BEGIN SUPPLIED INFORMATION

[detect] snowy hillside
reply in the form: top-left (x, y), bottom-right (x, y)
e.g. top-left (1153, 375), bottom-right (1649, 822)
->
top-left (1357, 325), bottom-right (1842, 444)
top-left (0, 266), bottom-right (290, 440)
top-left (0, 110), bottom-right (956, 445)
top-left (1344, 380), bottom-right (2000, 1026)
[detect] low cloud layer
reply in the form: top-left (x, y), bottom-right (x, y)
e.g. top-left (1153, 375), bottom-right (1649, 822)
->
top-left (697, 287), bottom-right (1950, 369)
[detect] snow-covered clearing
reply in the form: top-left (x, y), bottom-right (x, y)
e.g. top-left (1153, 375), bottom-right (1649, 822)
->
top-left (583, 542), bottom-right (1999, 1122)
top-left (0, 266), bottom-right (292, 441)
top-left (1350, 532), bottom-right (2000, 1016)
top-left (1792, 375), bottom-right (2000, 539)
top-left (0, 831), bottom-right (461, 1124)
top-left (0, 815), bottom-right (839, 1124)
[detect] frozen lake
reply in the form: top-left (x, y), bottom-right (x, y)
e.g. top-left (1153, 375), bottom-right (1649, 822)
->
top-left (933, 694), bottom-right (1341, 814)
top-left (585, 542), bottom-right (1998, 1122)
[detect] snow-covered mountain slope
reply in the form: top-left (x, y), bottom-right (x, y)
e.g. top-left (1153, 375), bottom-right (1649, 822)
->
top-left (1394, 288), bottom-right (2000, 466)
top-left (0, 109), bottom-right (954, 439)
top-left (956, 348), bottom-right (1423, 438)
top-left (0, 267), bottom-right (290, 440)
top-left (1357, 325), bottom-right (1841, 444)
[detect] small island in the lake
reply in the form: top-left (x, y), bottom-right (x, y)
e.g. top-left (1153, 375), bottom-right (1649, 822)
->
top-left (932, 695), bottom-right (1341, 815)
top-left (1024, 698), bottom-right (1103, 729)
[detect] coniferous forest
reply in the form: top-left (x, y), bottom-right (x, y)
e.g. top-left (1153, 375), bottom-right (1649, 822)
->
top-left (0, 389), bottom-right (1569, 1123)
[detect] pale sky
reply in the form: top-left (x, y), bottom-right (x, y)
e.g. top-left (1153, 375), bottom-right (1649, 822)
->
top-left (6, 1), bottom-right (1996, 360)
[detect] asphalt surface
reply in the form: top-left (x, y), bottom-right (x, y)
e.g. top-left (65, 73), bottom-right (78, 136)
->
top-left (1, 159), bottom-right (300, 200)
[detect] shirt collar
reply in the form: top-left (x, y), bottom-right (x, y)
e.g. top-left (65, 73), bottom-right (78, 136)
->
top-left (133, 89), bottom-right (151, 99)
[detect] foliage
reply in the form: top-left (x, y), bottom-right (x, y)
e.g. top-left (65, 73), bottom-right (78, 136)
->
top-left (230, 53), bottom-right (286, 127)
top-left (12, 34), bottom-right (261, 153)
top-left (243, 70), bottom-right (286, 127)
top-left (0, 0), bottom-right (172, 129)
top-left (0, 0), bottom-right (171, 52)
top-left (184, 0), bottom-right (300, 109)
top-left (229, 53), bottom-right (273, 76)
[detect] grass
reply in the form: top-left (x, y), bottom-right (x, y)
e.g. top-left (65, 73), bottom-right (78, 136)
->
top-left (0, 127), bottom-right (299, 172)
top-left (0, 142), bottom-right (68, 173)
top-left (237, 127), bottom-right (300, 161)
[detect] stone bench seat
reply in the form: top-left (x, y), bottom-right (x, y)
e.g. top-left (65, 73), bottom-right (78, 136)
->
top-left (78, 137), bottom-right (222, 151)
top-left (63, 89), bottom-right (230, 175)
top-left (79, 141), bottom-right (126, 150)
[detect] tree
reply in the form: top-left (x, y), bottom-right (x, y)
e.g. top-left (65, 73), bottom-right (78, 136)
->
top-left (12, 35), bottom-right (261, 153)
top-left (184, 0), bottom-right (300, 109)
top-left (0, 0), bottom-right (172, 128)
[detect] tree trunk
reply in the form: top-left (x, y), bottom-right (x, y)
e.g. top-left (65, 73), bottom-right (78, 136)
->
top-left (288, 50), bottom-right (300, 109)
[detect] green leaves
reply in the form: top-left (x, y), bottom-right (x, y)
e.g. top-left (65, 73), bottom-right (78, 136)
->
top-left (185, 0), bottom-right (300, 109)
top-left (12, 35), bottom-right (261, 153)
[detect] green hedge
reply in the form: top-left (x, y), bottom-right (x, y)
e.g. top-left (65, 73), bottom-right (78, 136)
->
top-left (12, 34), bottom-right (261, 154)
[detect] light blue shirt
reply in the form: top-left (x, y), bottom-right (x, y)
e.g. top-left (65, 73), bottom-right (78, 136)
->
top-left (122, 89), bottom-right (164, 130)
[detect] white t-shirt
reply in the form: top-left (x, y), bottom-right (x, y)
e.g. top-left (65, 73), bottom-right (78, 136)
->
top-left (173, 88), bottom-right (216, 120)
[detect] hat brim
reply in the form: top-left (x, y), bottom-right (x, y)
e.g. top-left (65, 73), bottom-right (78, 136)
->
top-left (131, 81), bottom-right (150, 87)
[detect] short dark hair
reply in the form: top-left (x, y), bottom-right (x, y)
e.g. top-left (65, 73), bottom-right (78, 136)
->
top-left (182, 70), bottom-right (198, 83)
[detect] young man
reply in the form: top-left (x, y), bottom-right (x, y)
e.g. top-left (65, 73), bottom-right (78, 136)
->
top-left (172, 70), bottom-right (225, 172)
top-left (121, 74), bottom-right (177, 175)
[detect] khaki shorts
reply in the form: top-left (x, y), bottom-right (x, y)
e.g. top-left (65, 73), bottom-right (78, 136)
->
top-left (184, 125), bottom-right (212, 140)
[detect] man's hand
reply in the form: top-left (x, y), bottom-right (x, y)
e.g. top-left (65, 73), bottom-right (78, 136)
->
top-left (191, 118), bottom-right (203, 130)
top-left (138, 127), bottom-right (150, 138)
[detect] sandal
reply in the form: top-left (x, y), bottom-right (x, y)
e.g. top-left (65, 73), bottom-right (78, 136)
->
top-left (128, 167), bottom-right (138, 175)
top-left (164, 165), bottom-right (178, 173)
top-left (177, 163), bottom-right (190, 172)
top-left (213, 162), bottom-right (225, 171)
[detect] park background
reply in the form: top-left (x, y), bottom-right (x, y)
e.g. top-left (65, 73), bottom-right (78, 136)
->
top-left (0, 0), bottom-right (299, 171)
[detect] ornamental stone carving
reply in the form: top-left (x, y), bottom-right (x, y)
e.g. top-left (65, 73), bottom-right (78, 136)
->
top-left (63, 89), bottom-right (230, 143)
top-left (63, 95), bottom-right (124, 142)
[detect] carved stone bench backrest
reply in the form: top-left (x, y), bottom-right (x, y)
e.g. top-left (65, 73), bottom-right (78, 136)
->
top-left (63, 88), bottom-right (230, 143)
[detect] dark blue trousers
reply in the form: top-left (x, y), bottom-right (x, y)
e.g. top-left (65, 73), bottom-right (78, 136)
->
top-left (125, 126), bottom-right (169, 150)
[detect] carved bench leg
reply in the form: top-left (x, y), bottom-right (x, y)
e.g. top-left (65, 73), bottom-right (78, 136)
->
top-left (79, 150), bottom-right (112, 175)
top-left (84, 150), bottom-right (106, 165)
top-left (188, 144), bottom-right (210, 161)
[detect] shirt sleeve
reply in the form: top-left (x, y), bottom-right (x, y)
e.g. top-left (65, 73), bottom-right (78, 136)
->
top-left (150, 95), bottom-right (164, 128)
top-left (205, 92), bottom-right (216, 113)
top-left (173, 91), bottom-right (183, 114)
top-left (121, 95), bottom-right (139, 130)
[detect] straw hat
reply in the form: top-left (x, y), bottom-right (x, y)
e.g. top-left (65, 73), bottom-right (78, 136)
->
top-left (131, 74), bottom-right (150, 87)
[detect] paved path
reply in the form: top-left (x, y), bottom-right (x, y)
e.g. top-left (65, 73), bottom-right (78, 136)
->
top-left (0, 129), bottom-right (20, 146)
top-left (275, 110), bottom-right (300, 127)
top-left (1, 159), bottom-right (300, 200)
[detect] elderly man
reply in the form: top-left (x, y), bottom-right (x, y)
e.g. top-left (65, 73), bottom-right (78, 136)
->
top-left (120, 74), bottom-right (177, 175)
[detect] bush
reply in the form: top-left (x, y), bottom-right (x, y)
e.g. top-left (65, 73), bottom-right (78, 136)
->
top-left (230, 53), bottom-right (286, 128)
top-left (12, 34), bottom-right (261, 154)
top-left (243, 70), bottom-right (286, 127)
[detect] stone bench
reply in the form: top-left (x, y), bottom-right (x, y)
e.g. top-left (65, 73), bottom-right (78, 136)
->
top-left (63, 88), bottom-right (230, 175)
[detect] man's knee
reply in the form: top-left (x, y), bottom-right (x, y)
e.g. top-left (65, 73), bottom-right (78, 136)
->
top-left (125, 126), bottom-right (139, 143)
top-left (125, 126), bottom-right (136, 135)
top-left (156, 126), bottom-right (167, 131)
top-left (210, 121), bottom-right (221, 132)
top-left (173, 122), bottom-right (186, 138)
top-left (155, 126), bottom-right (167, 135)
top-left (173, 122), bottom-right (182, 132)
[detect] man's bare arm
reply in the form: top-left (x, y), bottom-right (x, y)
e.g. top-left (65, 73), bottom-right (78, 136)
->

END SUPPLIED INFORMATION

Show the lines from the data above that contain the string "covered".

[detect] snow-covered clearing
[detect] snow-covered mountain slope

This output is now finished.